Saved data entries
[Start of section]

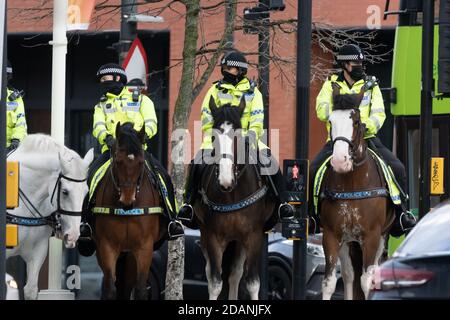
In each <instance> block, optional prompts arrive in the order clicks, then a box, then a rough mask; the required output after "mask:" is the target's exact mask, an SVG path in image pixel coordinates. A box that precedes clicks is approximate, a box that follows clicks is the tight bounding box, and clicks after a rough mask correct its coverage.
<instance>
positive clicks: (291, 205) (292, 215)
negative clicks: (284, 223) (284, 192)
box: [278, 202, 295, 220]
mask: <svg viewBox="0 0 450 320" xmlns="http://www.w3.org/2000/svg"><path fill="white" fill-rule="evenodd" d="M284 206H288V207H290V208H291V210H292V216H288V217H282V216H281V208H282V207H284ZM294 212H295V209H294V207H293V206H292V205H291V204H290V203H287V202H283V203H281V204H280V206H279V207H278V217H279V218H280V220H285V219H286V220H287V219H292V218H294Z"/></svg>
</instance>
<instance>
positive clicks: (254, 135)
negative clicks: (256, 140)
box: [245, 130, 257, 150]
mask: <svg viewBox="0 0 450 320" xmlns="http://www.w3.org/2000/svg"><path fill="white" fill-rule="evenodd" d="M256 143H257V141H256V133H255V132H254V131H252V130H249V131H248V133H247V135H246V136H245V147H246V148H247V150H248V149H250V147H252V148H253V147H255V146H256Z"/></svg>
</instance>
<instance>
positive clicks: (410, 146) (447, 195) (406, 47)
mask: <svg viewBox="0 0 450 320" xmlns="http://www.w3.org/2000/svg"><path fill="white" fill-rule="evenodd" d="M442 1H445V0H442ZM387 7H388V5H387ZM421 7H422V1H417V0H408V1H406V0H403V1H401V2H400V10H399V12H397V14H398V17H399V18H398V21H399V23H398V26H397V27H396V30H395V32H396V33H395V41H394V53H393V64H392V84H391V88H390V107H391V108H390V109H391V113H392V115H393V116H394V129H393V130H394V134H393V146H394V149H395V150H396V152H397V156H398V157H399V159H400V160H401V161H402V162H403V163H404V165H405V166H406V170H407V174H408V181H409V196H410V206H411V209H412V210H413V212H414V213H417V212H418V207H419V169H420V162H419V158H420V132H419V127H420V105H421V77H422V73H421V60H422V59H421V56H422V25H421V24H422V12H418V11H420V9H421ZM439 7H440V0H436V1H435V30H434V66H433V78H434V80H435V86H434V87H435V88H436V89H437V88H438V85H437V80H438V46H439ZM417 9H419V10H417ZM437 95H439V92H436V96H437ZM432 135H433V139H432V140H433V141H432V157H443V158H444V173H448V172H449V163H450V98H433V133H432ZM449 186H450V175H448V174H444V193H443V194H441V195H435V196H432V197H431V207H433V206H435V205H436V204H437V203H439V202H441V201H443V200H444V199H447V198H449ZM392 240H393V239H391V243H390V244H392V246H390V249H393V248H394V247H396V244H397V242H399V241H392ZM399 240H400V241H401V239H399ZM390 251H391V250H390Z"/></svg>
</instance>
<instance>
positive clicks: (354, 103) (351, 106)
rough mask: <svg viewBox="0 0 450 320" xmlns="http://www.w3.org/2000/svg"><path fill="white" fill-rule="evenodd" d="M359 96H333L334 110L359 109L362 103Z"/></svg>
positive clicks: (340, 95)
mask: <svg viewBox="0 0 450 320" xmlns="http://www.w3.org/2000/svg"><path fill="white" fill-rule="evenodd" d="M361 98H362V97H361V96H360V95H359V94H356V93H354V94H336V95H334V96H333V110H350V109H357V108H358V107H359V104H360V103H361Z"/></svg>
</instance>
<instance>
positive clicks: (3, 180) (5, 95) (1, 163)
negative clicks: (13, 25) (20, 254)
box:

[End of section]

*WRITTEN TASK:*
Copy the listing word for word, starting with its first line and going on through the line with "box: [278, 202, 295, 220]", both included. Leave out the pictures.

*RESPONSE AREA:*
In each <instance> block, optional prompts arrive in the order clicks, then a box, then a rough mask; the required output after "mask:" is the target's exact mask, an SVG path in image pixel coordinates. A box that precedes clicks is approximate, a box that follows clicks is the tight bounding box, and clicks after a rough mask correct its coverage.
<instance>
positive clicks: (291, 205) (292, 215)
negative clicks: (284, 223) (284, 192)
box: [278, 202, 295, 220]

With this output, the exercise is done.